(WHAT NEEDS TO BE DONE): Using the entries below, show all lines with the string "beige".

(Data items):
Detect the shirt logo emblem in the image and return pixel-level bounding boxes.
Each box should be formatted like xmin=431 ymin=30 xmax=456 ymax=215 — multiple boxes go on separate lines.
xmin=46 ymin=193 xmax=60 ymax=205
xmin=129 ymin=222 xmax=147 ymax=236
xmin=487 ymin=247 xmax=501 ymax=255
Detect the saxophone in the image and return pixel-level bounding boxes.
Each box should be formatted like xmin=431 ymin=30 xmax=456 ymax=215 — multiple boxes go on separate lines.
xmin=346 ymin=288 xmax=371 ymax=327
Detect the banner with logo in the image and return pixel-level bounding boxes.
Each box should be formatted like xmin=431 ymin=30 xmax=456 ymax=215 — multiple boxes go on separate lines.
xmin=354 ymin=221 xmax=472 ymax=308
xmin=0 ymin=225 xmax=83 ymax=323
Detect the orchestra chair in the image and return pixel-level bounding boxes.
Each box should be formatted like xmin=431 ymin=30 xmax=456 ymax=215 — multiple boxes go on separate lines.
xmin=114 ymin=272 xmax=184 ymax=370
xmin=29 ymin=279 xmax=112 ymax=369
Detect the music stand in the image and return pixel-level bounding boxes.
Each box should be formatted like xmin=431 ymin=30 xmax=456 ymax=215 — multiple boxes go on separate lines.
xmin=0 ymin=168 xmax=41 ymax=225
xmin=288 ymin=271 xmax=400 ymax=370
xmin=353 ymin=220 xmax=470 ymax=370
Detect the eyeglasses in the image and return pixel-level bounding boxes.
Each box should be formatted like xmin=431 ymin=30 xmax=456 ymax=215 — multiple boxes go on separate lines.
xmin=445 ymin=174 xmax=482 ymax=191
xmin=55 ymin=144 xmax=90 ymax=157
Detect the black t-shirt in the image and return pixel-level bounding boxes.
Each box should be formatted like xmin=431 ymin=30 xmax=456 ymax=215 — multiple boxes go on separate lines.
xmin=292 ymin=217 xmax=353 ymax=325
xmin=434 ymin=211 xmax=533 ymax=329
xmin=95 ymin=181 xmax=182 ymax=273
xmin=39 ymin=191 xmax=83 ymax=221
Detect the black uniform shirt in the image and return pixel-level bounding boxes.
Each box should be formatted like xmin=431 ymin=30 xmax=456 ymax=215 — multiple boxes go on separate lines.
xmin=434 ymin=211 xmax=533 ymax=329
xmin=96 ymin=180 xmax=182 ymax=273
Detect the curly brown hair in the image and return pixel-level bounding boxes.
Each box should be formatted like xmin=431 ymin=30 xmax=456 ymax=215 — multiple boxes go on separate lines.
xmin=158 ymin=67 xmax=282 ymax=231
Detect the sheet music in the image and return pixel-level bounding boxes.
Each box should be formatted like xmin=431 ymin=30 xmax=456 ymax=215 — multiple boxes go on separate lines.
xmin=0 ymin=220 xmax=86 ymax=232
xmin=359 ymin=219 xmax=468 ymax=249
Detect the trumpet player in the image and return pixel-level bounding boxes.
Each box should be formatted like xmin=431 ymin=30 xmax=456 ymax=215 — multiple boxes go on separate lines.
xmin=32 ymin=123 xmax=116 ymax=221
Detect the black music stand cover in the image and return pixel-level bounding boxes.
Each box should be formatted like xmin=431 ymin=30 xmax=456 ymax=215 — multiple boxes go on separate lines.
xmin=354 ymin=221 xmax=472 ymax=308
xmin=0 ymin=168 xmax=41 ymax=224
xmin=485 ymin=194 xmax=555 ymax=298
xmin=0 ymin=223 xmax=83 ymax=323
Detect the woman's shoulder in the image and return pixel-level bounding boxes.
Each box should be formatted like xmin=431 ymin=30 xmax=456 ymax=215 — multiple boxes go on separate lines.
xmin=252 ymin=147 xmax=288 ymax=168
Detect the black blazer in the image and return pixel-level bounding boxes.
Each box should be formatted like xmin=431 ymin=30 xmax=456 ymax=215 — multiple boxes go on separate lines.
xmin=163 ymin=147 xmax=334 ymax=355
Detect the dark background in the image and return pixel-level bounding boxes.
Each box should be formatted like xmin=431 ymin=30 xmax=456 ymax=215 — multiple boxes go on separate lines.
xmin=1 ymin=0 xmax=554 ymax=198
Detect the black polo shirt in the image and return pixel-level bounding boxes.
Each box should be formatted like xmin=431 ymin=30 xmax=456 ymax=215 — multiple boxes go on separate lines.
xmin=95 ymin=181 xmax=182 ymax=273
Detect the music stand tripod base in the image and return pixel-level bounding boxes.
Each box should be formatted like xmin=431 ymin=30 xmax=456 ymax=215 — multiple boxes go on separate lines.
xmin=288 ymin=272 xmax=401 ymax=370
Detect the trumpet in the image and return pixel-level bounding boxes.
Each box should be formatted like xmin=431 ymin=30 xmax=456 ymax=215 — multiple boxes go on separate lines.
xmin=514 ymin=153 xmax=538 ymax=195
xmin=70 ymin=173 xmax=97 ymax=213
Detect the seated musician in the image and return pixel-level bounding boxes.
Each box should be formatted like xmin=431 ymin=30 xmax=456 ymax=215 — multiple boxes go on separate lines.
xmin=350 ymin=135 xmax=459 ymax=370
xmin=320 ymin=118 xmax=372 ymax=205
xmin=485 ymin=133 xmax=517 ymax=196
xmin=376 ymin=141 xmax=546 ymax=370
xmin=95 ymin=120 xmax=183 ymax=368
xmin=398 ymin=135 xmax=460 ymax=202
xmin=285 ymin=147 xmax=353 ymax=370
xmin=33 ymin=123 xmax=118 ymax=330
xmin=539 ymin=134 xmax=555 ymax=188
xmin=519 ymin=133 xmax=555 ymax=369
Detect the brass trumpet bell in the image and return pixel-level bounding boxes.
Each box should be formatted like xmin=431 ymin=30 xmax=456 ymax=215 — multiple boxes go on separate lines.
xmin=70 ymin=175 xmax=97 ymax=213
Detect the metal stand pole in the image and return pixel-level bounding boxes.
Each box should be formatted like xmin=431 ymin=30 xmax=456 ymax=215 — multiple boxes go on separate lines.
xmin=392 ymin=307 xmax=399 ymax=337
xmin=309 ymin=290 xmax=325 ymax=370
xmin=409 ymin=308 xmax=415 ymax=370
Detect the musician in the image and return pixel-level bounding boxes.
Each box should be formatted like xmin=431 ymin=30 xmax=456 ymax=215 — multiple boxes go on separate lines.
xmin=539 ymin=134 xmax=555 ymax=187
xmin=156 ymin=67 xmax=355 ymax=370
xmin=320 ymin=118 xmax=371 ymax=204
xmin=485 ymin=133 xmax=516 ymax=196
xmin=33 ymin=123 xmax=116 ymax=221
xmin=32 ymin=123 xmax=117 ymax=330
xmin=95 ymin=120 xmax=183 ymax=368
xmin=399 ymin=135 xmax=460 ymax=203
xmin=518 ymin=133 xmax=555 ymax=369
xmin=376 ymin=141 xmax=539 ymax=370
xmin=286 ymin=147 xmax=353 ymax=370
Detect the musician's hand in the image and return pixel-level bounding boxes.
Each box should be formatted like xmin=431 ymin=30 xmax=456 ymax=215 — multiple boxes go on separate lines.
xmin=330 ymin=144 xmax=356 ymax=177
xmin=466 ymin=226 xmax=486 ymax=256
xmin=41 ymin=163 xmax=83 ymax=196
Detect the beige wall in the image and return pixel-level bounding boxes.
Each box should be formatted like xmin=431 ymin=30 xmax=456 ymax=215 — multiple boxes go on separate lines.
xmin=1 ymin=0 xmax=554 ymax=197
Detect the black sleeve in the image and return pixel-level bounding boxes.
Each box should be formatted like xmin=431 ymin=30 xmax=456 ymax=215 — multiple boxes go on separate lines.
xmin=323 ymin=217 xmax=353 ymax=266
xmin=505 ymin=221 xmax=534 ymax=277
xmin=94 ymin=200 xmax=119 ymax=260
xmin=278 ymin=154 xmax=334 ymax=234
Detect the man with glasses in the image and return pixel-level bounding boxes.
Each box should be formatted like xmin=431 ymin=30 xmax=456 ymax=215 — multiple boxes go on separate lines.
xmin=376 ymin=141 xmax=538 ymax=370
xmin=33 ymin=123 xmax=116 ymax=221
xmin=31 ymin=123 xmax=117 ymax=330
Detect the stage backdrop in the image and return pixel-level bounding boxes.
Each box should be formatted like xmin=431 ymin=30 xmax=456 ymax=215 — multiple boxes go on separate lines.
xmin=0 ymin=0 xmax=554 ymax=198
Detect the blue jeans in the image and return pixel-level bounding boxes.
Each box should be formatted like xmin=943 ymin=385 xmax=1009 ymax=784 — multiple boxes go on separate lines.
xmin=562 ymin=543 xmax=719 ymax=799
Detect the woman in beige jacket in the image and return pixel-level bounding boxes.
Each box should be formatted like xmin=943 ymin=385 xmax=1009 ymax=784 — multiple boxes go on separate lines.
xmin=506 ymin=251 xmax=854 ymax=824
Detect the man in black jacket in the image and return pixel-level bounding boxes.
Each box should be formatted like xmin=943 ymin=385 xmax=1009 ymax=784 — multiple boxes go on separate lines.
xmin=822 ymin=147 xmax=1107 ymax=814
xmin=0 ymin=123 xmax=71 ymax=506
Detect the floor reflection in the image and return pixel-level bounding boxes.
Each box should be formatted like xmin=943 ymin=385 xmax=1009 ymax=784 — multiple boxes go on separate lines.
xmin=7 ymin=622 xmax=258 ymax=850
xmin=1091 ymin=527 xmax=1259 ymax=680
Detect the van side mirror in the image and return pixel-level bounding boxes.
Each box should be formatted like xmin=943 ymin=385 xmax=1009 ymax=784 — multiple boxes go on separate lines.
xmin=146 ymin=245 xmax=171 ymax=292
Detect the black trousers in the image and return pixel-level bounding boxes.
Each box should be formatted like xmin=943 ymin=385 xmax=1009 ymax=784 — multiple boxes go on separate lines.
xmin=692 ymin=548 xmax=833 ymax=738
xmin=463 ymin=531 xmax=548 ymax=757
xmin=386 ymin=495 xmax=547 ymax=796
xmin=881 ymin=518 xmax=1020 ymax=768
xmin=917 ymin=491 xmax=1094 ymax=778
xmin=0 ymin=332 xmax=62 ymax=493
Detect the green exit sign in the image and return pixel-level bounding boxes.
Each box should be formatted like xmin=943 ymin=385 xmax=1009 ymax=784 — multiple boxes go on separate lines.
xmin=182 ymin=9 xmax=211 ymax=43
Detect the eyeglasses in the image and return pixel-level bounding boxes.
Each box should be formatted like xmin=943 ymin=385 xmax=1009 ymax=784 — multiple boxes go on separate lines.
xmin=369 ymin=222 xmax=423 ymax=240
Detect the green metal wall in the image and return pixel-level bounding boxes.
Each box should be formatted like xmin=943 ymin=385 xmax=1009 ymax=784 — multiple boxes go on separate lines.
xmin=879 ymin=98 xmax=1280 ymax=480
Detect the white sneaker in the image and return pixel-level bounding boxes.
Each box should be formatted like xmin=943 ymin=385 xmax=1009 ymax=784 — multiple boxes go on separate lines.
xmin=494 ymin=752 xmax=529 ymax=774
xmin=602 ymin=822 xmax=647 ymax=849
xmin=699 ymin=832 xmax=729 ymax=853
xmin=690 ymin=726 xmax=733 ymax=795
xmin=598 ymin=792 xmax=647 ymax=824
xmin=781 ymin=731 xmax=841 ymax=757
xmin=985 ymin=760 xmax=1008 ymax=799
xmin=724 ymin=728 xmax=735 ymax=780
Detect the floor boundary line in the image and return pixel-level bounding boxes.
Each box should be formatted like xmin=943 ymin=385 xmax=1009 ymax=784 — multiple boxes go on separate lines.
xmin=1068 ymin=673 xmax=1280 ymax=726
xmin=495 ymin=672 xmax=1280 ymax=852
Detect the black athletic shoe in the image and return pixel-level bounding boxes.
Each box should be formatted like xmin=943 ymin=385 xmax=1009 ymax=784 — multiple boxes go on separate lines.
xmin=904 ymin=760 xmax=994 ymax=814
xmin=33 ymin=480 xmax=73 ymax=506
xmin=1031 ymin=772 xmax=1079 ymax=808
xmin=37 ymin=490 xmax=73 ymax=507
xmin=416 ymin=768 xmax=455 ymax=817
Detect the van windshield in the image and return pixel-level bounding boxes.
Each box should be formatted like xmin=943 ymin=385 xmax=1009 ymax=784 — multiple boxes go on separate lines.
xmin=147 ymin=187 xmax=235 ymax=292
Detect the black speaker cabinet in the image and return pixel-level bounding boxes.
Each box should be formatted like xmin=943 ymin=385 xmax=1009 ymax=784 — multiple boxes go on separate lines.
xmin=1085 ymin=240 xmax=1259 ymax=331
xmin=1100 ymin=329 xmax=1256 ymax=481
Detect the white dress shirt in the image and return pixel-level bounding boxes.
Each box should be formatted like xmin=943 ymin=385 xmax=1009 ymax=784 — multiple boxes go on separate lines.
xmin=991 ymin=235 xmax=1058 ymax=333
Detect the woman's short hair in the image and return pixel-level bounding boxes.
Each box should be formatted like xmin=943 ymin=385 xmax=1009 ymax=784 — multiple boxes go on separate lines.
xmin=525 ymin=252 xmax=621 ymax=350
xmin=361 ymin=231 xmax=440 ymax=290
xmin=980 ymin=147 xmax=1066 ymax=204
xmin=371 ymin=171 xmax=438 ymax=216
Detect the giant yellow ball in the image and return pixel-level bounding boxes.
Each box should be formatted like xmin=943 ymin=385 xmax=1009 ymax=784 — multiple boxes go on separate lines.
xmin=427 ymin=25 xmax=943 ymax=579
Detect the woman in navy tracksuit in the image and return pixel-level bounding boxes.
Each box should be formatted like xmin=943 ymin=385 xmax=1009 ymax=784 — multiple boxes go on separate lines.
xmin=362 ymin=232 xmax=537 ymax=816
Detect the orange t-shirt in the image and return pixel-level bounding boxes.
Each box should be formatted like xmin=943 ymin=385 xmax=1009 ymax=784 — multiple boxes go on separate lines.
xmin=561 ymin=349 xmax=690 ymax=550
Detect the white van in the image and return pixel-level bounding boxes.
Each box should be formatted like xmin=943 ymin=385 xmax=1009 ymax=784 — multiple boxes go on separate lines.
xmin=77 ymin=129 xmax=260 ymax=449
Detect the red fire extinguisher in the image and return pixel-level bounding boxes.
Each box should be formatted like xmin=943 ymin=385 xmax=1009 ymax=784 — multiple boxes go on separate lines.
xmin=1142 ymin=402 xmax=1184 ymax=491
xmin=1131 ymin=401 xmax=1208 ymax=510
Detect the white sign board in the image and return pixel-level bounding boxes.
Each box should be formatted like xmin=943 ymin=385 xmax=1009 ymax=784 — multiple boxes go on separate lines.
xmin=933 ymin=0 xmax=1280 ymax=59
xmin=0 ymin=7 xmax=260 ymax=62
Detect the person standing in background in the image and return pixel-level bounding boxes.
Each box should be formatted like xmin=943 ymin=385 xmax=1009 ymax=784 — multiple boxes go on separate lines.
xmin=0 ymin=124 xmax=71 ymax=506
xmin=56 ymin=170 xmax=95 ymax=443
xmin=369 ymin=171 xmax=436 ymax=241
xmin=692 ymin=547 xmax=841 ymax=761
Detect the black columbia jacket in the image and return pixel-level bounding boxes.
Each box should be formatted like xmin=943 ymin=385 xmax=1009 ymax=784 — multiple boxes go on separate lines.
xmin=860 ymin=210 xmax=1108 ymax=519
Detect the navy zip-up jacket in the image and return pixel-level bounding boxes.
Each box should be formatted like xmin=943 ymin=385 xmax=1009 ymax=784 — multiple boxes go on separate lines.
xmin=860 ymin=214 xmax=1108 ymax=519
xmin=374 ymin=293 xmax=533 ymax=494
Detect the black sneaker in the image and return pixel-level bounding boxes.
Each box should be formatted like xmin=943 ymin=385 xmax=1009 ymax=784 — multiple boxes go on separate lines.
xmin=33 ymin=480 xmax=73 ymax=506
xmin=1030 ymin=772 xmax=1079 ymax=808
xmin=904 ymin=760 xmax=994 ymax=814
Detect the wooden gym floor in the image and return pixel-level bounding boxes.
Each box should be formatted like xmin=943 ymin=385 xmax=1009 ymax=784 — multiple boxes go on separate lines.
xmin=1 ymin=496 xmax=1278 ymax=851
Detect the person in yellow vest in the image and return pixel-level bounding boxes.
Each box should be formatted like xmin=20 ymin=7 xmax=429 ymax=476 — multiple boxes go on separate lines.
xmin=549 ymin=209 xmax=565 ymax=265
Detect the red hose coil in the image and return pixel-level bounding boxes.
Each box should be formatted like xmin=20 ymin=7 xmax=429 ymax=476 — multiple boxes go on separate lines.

(WRITTEN SOLUTION):
Detect the beige wall in the image and return pixel-level bounding boxes.
Detect the woman in beige jacket in the image and return pixel-level bounding boxes.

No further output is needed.